### Material for this exercise
=== Section Start ===

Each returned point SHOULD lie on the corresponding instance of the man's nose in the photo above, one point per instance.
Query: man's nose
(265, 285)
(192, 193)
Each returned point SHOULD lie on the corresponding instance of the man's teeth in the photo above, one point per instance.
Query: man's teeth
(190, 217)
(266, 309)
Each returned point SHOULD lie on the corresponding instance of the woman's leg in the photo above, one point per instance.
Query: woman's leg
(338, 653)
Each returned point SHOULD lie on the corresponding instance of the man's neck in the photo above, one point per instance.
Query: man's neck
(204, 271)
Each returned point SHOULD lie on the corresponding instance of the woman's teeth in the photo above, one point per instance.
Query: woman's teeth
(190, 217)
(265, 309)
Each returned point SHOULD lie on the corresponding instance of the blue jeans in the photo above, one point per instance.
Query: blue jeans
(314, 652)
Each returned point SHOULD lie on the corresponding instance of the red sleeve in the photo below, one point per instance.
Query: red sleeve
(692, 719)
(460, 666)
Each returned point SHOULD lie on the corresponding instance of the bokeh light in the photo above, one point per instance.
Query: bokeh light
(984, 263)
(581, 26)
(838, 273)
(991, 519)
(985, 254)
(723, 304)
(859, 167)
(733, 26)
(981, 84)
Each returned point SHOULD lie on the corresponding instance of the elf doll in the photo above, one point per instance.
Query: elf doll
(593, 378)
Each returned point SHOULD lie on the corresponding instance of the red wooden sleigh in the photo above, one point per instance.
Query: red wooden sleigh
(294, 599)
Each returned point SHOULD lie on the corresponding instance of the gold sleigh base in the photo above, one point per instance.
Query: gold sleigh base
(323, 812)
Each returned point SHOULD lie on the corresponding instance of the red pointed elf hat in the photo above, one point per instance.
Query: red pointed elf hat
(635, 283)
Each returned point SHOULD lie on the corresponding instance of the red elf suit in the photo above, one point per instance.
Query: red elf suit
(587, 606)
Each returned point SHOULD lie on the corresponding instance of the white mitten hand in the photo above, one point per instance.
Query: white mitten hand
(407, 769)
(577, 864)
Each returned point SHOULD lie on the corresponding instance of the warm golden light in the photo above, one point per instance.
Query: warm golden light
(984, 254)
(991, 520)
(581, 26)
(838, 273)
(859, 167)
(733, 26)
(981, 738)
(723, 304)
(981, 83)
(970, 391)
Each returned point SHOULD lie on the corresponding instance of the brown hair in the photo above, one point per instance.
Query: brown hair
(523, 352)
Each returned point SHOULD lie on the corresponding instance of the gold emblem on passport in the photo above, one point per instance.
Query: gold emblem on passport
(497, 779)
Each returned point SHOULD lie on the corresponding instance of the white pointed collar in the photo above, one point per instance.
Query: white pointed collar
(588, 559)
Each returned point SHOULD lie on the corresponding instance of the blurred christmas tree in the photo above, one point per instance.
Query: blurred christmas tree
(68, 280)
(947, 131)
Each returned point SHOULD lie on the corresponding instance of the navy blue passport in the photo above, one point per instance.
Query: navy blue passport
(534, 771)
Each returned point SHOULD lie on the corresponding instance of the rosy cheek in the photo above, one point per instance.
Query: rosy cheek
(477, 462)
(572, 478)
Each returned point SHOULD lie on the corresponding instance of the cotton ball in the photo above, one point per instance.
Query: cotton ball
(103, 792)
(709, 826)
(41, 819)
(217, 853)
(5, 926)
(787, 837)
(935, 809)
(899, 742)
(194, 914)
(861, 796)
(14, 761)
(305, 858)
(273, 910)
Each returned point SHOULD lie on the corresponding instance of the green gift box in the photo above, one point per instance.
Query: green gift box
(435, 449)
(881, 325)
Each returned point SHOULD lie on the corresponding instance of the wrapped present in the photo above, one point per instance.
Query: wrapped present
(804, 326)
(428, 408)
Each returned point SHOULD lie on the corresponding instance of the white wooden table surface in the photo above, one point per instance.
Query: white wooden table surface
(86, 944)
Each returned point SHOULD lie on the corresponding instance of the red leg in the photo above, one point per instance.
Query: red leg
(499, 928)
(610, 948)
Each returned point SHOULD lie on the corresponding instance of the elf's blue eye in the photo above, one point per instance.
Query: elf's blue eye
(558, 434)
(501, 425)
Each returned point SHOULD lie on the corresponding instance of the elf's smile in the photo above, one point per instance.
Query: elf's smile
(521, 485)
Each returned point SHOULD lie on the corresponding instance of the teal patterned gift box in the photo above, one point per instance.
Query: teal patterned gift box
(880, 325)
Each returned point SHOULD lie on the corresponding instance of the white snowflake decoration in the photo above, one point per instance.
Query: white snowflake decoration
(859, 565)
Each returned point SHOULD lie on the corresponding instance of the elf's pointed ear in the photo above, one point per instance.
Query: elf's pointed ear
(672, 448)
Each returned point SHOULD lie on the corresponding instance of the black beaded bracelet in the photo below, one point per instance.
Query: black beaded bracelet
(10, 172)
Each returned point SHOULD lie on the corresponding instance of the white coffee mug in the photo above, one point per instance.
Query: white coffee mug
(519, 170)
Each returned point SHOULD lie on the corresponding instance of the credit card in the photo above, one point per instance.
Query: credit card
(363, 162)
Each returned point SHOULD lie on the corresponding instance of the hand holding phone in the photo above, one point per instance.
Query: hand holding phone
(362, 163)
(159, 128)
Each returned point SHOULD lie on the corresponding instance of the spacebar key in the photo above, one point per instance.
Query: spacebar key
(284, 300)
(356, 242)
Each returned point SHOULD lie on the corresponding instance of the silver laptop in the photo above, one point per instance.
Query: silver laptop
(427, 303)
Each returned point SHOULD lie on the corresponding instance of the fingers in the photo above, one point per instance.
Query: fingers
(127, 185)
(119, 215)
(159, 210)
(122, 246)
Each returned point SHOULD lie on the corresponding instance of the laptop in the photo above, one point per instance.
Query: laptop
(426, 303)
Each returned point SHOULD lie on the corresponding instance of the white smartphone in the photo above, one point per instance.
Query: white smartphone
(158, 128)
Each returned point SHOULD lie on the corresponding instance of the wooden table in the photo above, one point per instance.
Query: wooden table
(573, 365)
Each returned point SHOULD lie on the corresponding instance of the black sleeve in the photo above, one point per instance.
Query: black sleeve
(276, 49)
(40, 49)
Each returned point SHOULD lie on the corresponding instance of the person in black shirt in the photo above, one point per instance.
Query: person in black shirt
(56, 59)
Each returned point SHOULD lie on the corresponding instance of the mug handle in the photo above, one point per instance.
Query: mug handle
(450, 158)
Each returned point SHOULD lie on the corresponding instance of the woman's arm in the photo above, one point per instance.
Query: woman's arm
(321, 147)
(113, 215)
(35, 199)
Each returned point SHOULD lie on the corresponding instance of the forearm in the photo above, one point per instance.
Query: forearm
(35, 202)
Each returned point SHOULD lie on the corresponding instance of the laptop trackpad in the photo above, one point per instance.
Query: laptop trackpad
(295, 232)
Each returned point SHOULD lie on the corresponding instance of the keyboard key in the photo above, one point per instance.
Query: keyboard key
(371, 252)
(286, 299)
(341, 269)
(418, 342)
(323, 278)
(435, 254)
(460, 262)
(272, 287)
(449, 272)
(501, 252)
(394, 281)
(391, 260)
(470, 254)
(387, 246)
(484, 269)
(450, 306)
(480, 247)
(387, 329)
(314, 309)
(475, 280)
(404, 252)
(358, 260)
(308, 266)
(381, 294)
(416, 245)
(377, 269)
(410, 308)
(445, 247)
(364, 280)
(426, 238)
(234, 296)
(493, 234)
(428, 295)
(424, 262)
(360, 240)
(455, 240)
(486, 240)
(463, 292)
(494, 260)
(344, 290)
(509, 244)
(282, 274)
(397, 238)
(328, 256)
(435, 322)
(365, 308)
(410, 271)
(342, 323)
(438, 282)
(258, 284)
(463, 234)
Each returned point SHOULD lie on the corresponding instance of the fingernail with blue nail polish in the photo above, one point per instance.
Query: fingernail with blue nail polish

=== Section End ===

### Exercise goal
All the records above need to be set down again exactly as they were given.

### Expected answer
Each returned point SHOULD lie on the corresponding instance of the man's nose in the photo above, one point per instance.
Query: man's nose
(265, 285)
(192, 193)
Each returned point SHOULD lie on the corresponding instance of the man's teeth in the photo above, one point per instance.
Query: man's teeth
(190, 217)
(266, 309)
Each returned point SHOULD lie on the corresponding instance of the woman's leg in the photo above, one point per instance.
Query: woman's leg
(338, 653)
Each returned point SHOULD lie on the corresponding instance of the man's neck in the photo above, one point per instance.
Query: man's neck
(204, 271)
Each returned point SHOULD lie on the corresponding instance of the woman's teeth in the photo above, one point per instance.
Query: woman's teeth
(190, 217)
(265, 309)
Each returned point SHOULD lie on the corresponding instance of the blue jeans in the photo above, one point per instance.
Query: blue jeans
(314, 652)
Each returned point SHOULD lie on the corresponding instance of the red sleeve in the photo below, one point per instance.
Query: red sleeve
(692, 719)
(460, 666)
Each returned point SHOULD lie on the corresponding instance of the bokeh light in the photo above, one point per instance.
Query: bokeh light
(984, 263)
(581, 26)
(838, 273)
(991, 519)
(985, 254)
(723, 304)
(859, 167)
(733, 26)
(981, 84)
Each returned point SHOULD lie on the corresponding instance of the elf doll in the photo above, one point per instance.
Query: elf doll
(593, 378)
Each returned point SHOULD lie on the corresponding instance of the red wooden sleigh in the photo above, one point per instance.
Query: red wooden sleigh
(294, 599)
Each returned point SHOULD lie on the corresponding instance of the gold sleigh base in the photo above, one point per instance.
Query: gold sleigh base
(323, 812)
Each returned point SHOULD lie on the corresponding instance of the red pointed elf hat in the photo above, one point per instance.
Query: red pointed elf hat
(635, 283)
Each returned point SHOULD lie on the corresponding instance of the red elf suit in the photo above, one point per instance.
Query: red elf suit
(587, 606)
Each returned point SHOULD lie on the corresponding instance of the white mitten hand in the photo above, one point per instance.
Query: white mitten hand
(407, 769)
(577, 864)
Each returned point SHOULD lie on the corresponding instance of the warm golden light in the photo above, one point per instance.
Query: warm golden light
(984, 254)
(991, 520)
(581, 26)
(838, 273)
(859, 167)
(733, 26)
(981, 738)
(723, 304)
(981, 83)
(970, 391)
Each returned point SHOULD lie on the corresponding instance of the brown hair in the photo above, one point per instance.
Query: brown hair
(523, 352)
Each returned point SHOULD lie on the corresponding instance of the gold emblem on passport in the photo above, one point per instance.
Query: gold emblem on passport
(497, 779)
Each returned point SHOULD lie on the corresponding instance of the white pointed collar in the photo above, one point per instance.
Query: white pointed collar
(588, 559)
Each returned point SHOULD lie on the corresponding instance of the blurred christmas tree in the photo above, one point per instance.
Query: blurred christmas tree
(68, 280)
(947, 131)
Each returned point SHOULD lie on the corresponding instance of the navy blue passport in the photo above, one point per instance.
Query: navy blue passport
(534, 771)
Each returned point SHOULD lie on the corresponding instance of the rosy cheek in the photo above, one point per instance.
Query: rosy cheek
(477, 462)
(572, 478)
Each returned point SHOULD lie on the corresponding instance of the cotton ball in the photo above, one point per instance.
Query: cotton ball
(103, 792)
(709, 826)
(41, 819)
(217, 853)
(5, 926)
(787, 837)
(935, 809)
(899, 742)
(194, 914)
(861, 796)
(14, 761)
(305, 858)
(273, 910)
Each returned point SHOULD lie on the corresponding instance of the green gift box in the photo above, one point per instance.
Query: green gift box
(435, 449)
(881, 325)
Each returned point SHOULD lie on the corresponding instance of the wrapped present in the photo above, one point per instance.
Query: wrapped present
(804, 326)
(428, 408)
Each returned point SHOULD lie on the corresponding instance of the white wooden table surface in the photo above, one point per instance.
Query: white wooden table surface
(86, 944)
Each returned point SHOULD lie on the corresponding instance of the red leg in the photo above, one point per instance.
Query: red leg
(499, 928)
(610, 948)
Each returned point SHOULD lie on the corresponding instance of the elf's blue eye in the photo above, one point per instance.
Query: elf's blue eye
(558, 434)
(501, 425)
Each returned point SHOULD lie on the corresponding instance of the elf's smile in the photo above, one point per instance.
Query: elf's smile
(521, 485)
Each returned point SHOULD lie on the corresponding instance of the teal patterned gift box in the photo above, one point per instance.
Query: teal patterned gift box
(880, 325)
Each returned point SHOULD lie on the corresponding instance of the white snowflake decoration in the photo above, one point per instance.
Query: white snowflake decoration
(859, 565)
Each returned point SHOULD lie on the corresponding instance of the elf's pointed ear in the photo above, one point per instance.
Query: elf's pointed ear
(672, 448)
Each returned point SHOULD lie on the corresponding instance of the black beaded bracelet in the photo below, one point per instance.
Query: black beaded bracelet
(10, 172)
Each returned point SHOULD lie on the corresponding instance of the white coffee mug in the photo above, one point per instance.
Query: white coffee mug
(519, 170)
Each returned point SHOULD lie on the corresponding instance of the credit card in the photo above, one point per instance.
Query: credit card
(363, 162)
Each returned point SHOULD lie on the corresponding instance of the hand holding phone in the photo above, one point per instance.
Query: hand holding phone
(362, 163)
(159, 128)
Each returned point SHOULD lie on the corresponding instance of the spacebar key in the photo above, one point per instance.
Query: spacebar key
(284, 300)
(356, 242)
Each returned point SHOULD lie on the corresponding instance of the silver laptop in the photo above, one point per instance.
Query: silver laptop
(427, 303)
Each returned point SHOULD lie on the corresponding instance of the fingers in the photo above, one point per instance.
Query: fingers
(127, 185)
(119, 215)
(159, 210)
(122, 246)
Each returned point SHOULD lie on the corresponding instance of the laptop in the photo above, one point per instance.
Query: laptop
(426, 303)
Each returned point SHOULD lie on the corresponding instance of the white smartphone in the photo above, one point per instance.
Query: white smartphone
(158, 128)
Each returned point SHOULD lie on the corresponding instance of the wooden table in the photo above, one point per instance.
Query: wooden table
(573, 365)
Each returned point SHOULD lie on the corresponding instance of the black sleeve in the photo above, one point per instance.
Query: black sleeve
(276, 49)
(40, 49)
Each returned point SHOULD lie on the corresponding instance of the person in black shirt in the photo above, one point per instance.
Query: person in black shirt
(56, 59)
Each returned point SHOULD lie on the corresponding instance of the mug handle in the photo above, one point per instance.
Query: mug handle
(450, 158)
Each returned point SHOULD lie on the corresponding instance of the woman's arm in the photo above, one point per instance.
Query: woman's arm
(321, 147)
(113, 215)
(35, 199)
Each returned point SHOULD lie on the corresponding instance of the forearm in the photo above, one point per instance.
Query: forearm
(35, 202)
Each returned point SHOULD lie on the corresponding instance of the laptop trackpad in the photo above, one point per instance.
Query: laptop trackpad
(295, 232)
Each returned point SHOULD lie on the corresponding instance of the keyboard key in the photo above, one point per instance.
Query: keyboard key
(371, 252)
(286, 299)
(341, 269)
(418, 342)
(323, 278)
(435, 254)
(460, 262)
(272, 287)
(449, 272)
(501, 252)
(394, 281)
(391, 260)
(470, 254)
(387, 246)
(484, 269)
(450, 306)
(480, 247)
(387, 329)
(314, 309)
(475, 280)
(404, 252)
(358, 260)
(308, 266)
(381, 294)
(416, 245)
(377, 269)
(410, 308)
(445, 247)
(364, 280)
(426, 238)
(234, 296)
(493, 234)
(428, 295)
(424, 262)
(360, 240)
(455, 240)
(486, 240)
(463, 292)
(494, 260)
(344, 290)
(509, 244)
(282, 274)
(397, 238)
(328, 256)
(435, 322)
(365, 308)
(410, 271)
(342, 323)
(438, 282)
(258, 284)
(463, 234)
Each returned point SHOULD lie on the corresponding instance of the fingernail with blue nail polish in the photo above, one point per instance.
Query: fingernail with blue nail polish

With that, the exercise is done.